## Parts of the exercise
**1.** Reproduce the passage on the co-authorship network from "A closer examination" up to and including "(96.97%) see (Fig. 8).", with "scholars" changed to "researchers" throughout.
**2.** Copy out each line of the records that contains the string "books".
-- START Source text --
Percentage of nodes in the main component in the co-authorship network

Table 1 Components and clustering coefficient across different fields.
Fig. 7
figure 7

Trends of clustering coefficient and modularity in co-authorship network

A closer examination of the co-authorship network shows that, beyond the two largest components, there were relatively few international collaborations. The largest component was composed of scholars mainly from the U.S. (28.53), Canada (27.12%), U.K. (26.84%), and Germany (10.45%); the second largest component was composed of scholars from the U.S. (39.71%), the Netherlands (30.88%), and Japan (5.88%); and the third component was composed almost entirely of Italian scholars (96.97%) see (Fig. 8).

Fig. 8
figure 8

Three largest components in the co-authorship network

As shown in Fig. 9, beyond the three largest components, the rest of the components are very small. Furthermore, the dominance of single-country co-authorship becomes even more salient in smaller components and the network is mainly highly fractured along national boundaries. The distribution of the main participating countries in DH research is shown in Fig. 10.
-- END Source text --
-- START Rows --
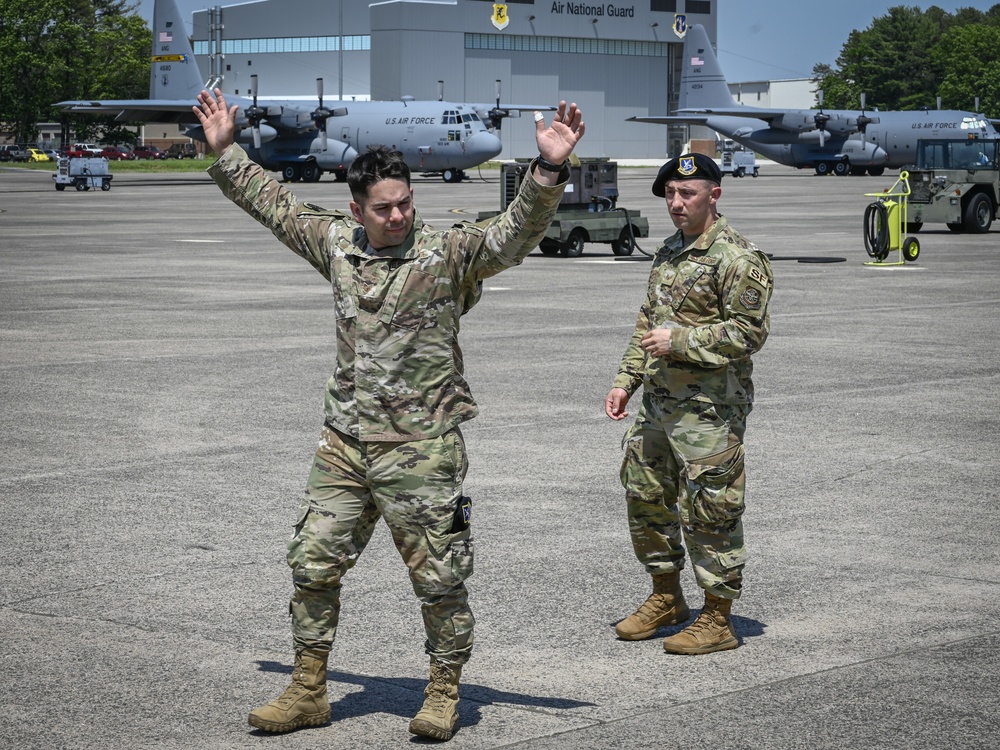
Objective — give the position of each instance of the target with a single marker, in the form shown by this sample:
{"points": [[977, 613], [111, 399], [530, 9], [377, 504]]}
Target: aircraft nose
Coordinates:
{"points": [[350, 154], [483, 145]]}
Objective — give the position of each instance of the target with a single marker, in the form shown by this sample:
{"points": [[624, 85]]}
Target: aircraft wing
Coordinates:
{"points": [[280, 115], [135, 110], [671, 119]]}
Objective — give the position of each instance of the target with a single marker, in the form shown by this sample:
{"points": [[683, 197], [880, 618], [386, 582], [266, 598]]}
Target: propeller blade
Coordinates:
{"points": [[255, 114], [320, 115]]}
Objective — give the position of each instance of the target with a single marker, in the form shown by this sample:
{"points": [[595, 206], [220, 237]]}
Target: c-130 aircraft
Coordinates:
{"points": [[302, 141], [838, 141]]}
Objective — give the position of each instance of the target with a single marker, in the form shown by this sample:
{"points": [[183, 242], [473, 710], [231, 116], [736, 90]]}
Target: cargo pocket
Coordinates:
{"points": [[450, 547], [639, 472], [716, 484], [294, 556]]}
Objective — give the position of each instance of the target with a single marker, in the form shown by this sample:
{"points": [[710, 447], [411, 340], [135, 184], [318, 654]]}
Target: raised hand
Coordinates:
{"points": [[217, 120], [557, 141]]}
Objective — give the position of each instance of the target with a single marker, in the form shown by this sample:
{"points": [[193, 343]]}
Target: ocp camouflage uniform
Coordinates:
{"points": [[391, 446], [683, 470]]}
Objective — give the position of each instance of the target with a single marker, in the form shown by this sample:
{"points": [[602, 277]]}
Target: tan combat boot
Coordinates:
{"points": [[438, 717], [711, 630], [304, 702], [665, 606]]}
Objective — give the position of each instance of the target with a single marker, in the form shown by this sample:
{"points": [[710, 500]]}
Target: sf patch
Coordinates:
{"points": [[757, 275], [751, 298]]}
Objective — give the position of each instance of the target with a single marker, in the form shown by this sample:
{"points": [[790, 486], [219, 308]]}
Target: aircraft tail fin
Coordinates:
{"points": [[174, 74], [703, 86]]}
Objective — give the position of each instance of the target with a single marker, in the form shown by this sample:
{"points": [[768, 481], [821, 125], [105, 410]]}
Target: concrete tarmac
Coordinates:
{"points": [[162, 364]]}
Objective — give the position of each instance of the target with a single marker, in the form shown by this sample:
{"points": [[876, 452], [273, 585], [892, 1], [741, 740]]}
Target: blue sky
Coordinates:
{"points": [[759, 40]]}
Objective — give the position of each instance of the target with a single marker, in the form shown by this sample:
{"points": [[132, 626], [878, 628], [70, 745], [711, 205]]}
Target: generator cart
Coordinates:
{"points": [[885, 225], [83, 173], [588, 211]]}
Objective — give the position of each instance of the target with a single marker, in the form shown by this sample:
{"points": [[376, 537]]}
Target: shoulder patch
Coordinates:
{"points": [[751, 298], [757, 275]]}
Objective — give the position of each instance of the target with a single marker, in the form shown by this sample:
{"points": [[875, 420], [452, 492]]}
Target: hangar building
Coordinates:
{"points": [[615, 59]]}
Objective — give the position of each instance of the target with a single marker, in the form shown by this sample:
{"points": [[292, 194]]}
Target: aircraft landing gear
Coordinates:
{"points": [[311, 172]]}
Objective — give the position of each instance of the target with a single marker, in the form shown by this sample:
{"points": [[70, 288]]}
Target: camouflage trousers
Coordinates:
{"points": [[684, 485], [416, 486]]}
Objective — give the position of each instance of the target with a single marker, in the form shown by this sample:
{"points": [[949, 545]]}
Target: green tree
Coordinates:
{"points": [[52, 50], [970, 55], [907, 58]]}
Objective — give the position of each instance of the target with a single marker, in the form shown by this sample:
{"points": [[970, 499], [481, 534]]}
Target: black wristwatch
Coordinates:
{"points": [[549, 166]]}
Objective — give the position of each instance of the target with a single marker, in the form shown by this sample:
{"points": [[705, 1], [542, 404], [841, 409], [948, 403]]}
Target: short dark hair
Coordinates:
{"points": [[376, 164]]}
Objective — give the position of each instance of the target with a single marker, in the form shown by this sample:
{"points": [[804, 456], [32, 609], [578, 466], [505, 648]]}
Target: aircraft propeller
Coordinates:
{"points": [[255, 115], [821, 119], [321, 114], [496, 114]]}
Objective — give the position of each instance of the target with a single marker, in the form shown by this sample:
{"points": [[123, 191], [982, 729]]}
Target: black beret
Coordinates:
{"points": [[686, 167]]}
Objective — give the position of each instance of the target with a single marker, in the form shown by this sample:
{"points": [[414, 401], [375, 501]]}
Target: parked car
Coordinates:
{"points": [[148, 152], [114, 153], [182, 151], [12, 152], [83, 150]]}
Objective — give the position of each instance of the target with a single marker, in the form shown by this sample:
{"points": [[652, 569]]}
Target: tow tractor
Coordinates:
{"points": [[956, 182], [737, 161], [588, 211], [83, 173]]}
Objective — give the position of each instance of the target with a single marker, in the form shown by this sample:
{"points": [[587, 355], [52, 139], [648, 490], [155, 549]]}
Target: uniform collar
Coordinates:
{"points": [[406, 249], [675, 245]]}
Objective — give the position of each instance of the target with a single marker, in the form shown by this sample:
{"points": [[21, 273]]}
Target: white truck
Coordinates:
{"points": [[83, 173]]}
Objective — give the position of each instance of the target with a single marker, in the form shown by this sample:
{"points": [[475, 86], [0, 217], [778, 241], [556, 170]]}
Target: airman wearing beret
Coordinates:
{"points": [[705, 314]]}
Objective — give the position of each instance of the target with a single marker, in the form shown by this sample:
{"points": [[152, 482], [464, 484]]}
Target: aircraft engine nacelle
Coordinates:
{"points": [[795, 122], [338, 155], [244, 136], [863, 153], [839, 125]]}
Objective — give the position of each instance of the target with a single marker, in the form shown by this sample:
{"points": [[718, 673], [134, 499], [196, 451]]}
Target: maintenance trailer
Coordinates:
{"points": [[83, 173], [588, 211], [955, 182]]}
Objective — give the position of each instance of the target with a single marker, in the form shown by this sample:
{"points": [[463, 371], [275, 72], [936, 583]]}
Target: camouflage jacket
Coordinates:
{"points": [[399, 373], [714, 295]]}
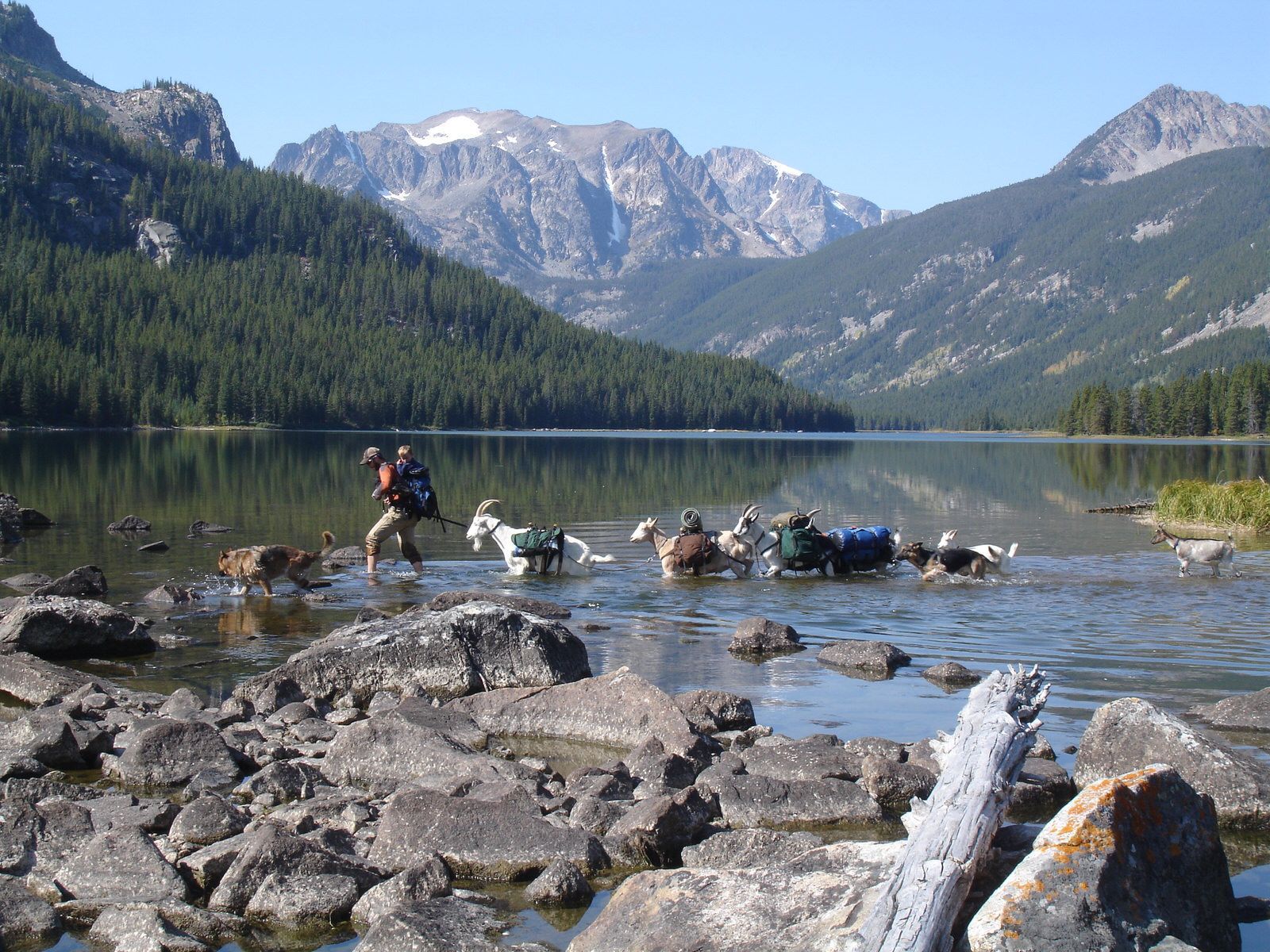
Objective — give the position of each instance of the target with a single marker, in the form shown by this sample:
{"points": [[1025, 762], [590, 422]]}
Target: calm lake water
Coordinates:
-- END Rows --
-- START Rows --
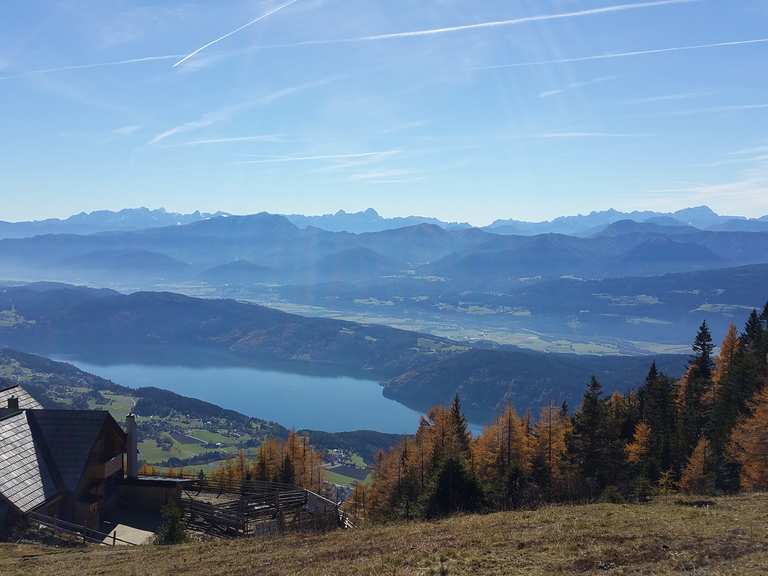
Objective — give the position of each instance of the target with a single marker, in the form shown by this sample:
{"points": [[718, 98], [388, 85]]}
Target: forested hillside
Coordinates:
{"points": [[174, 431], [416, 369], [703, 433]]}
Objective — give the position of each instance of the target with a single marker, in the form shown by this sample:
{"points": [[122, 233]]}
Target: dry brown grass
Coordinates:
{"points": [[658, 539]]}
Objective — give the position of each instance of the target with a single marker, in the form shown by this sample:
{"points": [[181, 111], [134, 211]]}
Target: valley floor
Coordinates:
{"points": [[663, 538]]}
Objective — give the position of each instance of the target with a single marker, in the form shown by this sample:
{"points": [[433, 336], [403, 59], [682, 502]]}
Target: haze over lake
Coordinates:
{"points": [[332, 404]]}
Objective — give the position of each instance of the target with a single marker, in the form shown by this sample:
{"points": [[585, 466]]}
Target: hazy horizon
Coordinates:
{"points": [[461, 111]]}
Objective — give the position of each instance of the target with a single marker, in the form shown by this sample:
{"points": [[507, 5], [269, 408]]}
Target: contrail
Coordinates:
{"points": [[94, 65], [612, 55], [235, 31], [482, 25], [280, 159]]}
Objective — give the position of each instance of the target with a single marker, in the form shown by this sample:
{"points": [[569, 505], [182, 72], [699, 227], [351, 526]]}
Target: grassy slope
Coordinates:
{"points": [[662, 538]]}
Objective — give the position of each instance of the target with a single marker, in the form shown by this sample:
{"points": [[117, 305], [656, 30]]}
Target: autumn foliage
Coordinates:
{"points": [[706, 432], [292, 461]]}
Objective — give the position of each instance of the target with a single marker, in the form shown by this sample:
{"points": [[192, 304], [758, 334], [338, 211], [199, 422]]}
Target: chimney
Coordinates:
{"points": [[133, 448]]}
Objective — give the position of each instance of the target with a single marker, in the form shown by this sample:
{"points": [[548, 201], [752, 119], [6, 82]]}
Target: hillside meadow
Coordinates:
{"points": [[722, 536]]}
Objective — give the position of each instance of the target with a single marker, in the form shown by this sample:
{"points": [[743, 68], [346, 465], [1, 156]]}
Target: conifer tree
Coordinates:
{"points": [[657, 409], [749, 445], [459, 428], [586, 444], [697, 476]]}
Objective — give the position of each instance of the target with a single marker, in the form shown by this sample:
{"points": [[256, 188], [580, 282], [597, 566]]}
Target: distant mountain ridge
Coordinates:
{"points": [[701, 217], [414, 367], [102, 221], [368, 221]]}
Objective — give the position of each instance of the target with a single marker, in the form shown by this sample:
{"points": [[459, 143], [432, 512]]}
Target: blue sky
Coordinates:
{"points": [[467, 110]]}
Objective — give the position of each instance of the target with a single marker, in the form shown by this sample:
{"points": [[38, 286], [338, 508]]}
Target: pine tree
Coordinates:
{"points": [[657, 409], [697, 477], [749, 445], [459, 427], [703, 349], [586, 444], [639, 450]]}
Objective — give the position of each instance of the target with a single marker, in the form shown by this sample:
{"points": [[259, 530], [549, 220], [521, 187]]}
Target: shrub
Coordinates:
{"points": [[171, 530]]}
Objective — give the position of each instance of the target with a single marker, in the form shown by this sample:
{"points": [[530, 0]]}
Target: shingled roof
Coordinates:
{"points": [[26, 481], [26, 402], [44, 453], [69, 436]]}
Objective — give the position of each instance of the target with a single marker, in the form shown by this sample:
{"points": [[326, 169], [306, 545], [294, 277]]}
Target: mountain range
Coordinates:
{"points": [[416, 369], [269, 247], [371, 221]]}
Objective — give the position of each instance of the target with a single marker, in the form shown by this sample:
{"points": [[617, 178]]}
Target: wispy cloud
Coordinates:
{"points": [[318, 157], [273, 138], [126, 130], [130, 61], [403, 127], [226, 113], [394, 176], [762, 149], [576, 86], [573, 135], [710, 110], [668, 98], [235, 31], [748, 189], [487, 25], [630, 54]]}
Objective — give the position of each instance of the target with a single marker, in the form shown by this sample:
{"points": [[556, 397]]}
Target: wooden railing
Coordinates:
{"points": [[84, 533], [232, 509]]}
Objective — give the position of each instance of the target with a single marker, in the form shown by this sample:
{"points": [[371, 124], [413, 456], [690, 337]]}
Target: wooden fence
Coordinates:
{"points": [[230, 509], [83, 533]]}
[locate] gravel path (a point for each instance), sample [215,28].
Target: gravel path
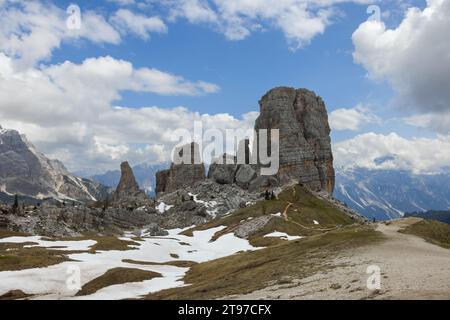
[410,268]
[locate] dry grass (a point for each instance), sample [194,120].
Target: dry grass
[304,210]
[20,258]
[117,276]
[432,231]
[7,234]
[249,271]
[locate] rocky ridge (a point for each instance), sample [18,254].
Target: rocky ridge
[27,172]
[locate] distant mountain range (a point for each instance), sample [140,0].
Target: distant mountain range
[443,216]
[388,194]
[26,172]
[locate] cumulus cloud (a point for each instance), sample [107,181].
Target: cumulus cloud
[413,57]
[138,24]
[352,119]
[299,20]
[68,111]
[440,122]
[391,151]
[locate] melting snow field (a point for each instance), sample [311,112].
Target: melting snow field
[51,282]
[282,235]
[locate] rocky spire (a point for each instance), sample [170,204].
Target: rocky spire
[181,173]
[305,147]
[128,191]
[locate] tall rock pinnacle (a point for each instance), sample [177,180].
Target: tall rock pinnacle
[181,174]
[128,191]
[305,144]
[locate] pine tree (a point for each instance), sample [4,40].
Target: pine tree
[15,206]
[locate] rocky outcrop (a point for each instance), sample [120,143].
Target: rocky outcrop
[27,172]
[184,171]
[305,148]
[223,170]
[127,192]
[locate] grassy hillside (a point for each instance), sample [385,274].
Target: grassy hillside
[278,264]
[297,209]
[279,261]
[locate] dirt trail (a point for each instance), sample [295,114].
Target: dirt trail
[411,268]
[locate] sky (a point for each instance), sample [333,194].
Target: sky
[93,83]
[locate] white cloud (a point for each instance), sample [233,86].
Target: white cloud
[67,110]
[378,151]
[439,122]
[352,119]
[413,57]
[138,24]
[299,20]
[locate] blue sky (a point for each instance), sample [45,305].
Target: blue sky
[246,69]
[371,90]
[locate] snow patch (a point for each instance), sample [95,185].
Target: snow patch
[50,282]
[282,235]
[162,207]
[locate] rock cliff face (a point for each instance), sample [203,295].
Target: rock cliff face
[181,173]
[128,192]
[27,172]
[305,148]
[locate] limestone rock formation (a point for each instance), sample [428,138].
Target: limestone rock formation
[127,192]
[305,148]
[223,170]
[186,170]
-- END Rows --
-- START Rows --
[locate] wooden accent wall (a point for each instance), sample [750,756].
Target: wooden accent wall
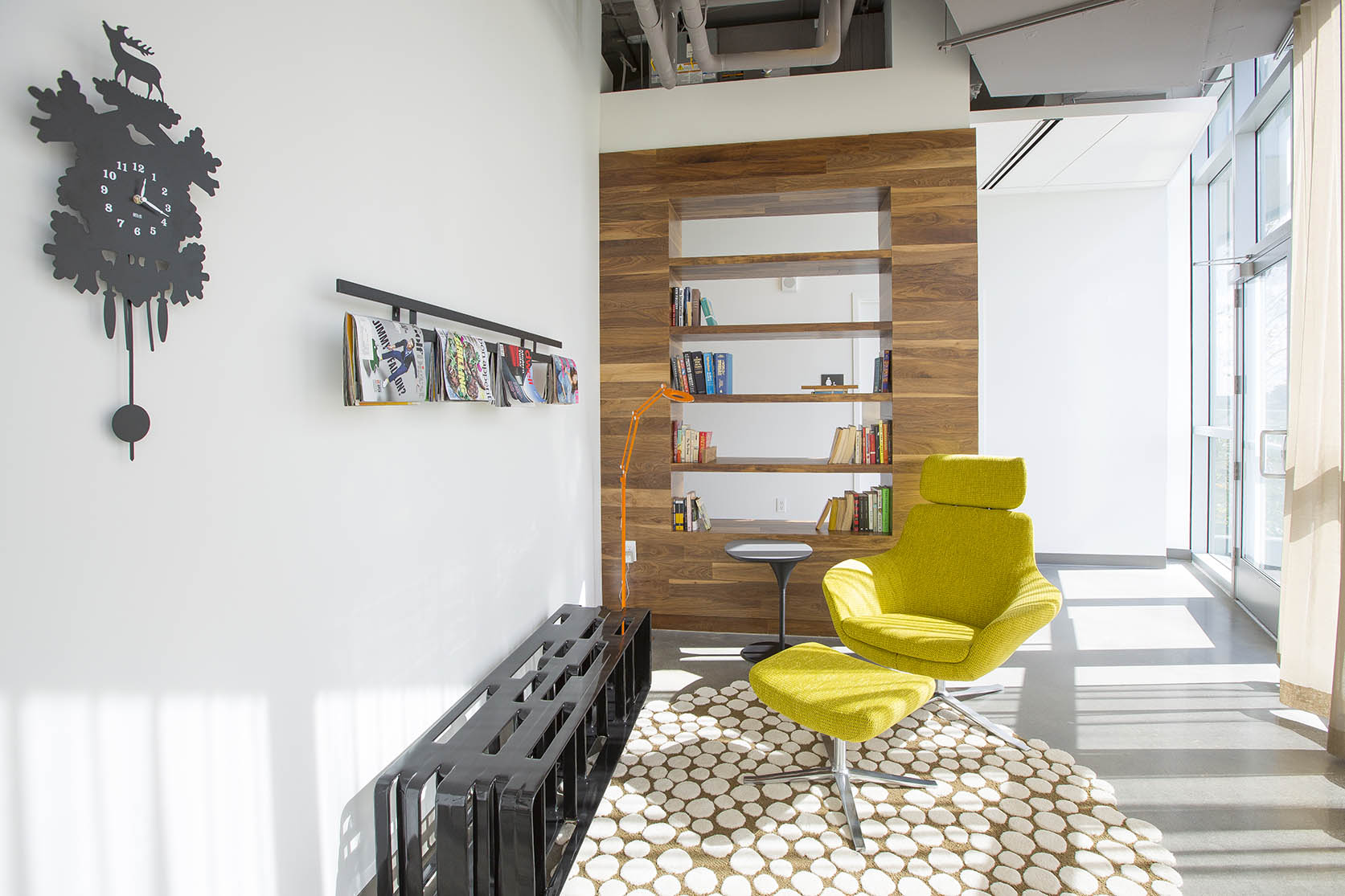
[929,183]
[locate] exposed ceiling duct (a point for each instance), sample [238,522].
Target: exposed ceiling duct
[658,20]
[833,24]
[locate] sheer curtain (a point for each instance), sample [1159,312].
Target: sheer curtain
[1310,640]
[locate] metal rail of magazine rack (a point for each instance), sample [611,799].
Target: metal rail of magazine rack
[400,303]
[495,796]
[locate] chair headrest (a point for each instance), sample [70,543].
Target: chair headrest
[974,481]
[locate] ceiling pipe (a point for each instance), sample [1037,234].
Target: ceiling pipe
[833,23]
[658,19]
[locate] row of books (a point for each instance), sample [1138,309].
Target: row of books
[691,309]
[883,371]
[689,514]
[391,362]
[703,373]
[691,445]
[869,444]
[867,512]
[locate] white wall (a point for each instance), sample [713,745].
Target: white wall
-- END Rows --
## Solutions
**1.**
A closer examination of the co-authorship network shows that, beyond the two largest components, there were relatively few international collaborations. The largest component was composed of researchers mainly from the U.S. (28.53), Canada (27.12%), U.K. (26.84%), and Germany (10.45%); the second largest component was composed of researchers from the U.S. (39.71%), the Netherlands (30.88%), and Japan (5.88%); and the third component was composed almost entirely of Italian researchers (96.97%) see (Fig. 8).

**2.**
[locate] row of books (a point for each instance), sample [1138,309].
Target: row of books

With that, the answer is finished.